**Required work**
Rewrite the material below, replacing "sidewalk" with "pavement" and leaving everything else untouched.

**Data extract**
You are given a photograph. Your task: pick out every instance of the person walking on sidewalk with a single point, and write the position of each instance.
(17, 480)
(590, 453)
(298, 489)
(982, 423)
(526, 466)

**Expected output**
You are given a photograph. Your task: pick out every instance of the person walking on pavement with a single point, and write the position of each instance.
(17, 480)
(590, 453)
(298, 489)
(982, 423)
(526, 466)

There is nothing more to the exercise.